▶ _Sumber_
Beberapa menambahkan syarat ketujuh, yakni: Mengharuskan pengikut untuk meyakini keunggulan atau setara mazhab yang diikuti dengan mazhab lainnya. Sehingga, pengikut harus meyakini bahwa mazhab yang diikuti lebih utama atau setara dengan mazhab yang ditinggalkan.

Beberapa juga menambahkan syarat kedelapan: Dalam keabsahan taqlid, pemimpin mazhab harus hidup. Ini ditanggapi dengan persetujuan oleh Syekhain dan yang lainnya tentang kebolehan taqlid kepada yang telah meninggal dunia. Mereka menyatakan bahwa pendapat ini adalah yang benar. Dalam “Al-Tuhfah,” disebutkan bahwa seseorang yang melakukan ibadah, yang memiliki perbedaan pendapat tentang keabsahannya tanpa meniru pendapat yang menganggapnya sah, diwajibkan untuk mengulang ibadah tersebut jika mengetahui bahwa ibadah tersebut rusak saat dia melakukannya. Hal ini disebabkan oleh celaan terhadapnya pada saat itu. Namun, bagi orang yang tidak mengetahui kerusakannya saat melakukannya, seperti seseorang yang menyentuh kemaluannya dan kemudian melupakannya atau tidak tahu bahwa itu diharamkan dan memiliki alasan yang dapat diakui, dia diizinkan untuk meniru Imam Abu Hanifah dalam mengabaikan kewajiban hukum jika mazhabnya memandang sah shalatnya, meskipun dia tidak meniru Imam Abu Hanifah saat melaksanakan shalat. Penjelasan ini memiliki makna khusus dan konteks tertentu dalam literatur fikih Islam.

▶ _Tujuan Latihan_
Tuliskan kembali bagian teks tentang syarat taqlid di antara "Beberapa menambahkan syarat" dan "mazhab yang ditinggalkan.", termasuk kedua batasnya. Item di bawah ini diambil dari sumber lain.

▶ _Item wilayah berlabel_
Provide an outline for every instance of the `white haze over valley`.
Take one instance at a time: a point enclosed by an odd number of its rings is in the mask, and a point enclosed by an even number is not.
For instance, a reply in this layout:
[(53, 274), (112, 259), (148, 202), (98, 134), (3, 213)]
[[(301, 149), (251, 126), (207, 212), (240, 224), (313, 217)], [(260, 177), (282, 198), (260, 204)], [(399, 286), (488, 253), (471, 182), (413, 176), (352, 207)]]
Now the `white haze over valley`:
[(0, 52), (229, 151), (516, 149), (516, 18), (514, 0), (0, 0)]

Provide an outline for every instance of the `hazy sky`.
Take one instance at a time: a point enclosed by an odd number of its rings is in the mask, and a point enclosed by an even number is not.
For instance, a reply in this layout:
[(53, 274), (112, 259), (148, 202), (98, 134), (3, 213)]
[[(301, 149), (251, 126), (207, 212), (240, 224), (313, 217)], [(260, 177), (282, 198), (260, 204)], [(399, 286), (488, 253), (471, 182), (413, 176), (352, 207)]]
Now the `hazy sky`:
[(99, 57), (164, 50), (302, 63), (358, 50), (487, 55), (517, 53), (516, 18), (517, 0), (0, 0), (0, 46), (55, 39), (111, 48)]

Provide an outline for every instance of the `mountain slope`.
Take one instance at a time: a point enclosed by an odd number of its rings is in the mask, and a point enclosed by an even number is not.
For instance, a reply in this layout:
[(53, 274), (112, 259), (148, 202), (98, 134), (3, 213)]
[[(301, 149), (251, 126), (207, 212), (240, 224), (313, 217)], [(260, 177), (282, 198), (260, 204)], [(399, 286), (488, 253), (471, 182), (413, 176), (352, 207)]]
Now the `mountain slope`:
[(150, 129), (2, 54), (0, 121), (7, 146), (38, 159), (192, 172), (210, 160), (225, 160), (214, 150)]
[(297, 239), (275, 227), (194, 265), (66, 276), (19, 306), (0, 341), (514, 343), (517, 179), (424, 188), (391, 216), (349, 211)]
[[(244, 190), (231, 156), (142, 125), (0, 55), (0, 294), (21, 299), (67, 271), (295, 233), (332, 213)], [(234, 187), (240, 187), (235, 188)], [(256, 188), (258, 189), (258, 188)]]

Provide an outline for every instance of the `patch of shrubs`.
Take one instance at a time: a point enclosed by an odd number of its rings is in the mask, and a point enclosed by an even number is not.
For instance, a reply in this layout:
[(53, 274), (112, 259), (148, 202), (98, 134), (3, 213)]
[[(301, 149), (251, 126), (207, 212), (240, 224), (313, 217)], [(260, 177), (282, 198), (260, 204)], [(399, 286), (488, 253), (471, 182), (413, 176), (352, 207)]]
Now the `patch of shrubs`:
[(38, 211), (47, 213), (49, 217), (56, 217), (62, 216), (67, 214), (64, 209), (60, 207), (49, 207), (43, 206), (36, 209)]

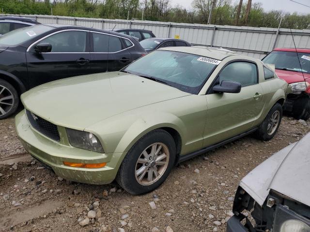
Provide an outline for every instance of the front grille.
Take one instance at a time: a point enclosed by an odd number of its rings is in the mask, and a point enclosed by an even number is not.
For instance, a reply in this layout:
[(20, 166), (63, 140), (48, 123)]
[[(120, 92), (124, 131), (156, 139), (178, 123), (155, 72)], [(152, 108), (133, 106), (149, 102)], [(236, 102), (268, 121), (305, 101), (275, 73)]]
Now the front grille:
[(29, 110), (26, 113), (29, 122), (33, 128), (53, 140), (59, 142), (60, 136), (57, 126), (44, 119)]

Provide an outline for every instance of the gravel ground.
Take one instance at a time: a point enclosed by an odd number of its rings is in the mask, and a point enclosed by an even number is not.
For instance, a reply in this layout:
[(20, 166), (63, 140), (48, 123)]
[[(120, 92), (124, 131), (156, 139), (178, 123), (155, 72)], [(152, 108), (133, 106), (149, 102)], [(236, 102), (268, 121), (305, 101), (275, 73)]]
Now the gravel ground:
[[(0, 161), (25, 150), (13, 119), (0, 125)], [(0, 165), (0, 231), (224, 232), (241, 179), (310, 130), (310, 124), (284, 117), (271, 141), (231, 143), (182, 163), (157, 189), (139, 196), (116, 183), (66, 182), (31, 160)], [(95, 218), (84, 220), (88, 215)]]

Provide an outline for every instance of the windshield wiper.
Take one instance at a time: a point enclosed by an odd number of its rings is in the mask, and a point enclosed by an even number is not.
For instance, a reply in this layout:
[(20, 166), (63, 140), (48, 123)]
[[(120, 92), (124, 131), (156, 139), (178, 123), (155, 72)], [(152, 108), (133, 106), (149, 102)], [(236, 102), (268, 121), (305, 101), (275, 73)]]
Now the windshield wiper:
[(139, 76), (140, 76), (141, 77), (143, 77), (144, 78), (148, 79), (149, 80), (152, 80), (152, 81), (156, 81), (156, 82), (159, 82), (160, 83), (164, 84), (165, 85), (167, 85), (167, 86), (172, 86), (171, 85), (170, 85), (170, 84), (168, 84), (167, 82), (166, 82), (165, 81), (162, 81), (161, 80), (159, 80), (159, 79), (155, 78), (155, 77), (153, 77), (153, 76), (145, 76), (144, 75), (139, 75)]

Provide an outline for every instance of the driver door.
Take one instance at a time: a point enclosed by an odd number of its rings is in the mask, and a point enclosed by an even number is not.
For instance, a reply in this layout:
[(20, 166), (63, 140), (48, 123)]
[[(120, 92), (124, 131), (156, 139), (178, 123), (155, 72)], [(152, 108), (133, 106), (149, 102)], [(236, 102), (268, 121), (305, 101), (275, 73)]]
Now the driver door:
[(238, 93), (215, 93), (206, 95), (208, 105), (203, 146), (217, 144), (252, 129), (255, 116), (264, 107), (264, 96), (259, 83), (256, 64), (250, 61), (229, 63), (219, 73), (223, 80), (238, 82)]

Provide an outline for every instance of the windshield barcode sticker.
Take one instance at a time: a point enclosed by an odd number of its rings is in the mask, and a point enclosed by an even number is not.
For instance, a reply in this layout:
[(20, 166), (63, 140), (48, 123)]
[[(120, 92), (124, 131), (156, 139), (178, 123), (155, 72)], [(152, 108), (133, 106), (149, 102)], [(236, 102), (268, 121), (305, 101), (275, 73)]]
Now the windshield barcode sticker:
[(307, 59), (307, 60), (310, 60), (310, 56), (306, 56), (305, 55), (301, 57), (303, 59)]
[(201, 57), (197, 59), (197, 60), (200, 61), (205, 62), (206, 63), (210, 63), (210, 64), (216, 64), (217, 65), (219, 64), (220, 62), (220, 60), (218, 60), (215, 59), (212, 59), (212, 58), (208, 58), (207, 57)]
[(27, 31), (26, 33), (27, 33), (29, 36), (33, 36), (34, 35), (36, 35), (36, 34), (34, 33), (34, 31), (32, 30), (30, 30), (29, 31)]

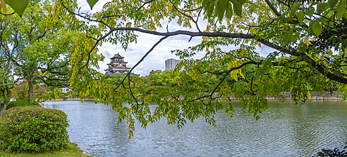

▶ _Hasil Tugas_
Beberapa menambahkan syarat ketujuh, yakni: Mengharuskan pengikut untuk meyakini keunggulan atau setara mazhab yang diikuti dengan mazhab lainnya. Sehingga, pengikut harus meyakini bahwa mazhab yang diikuti lebih utama atau setara dengan mazhab yang ditinggalkan.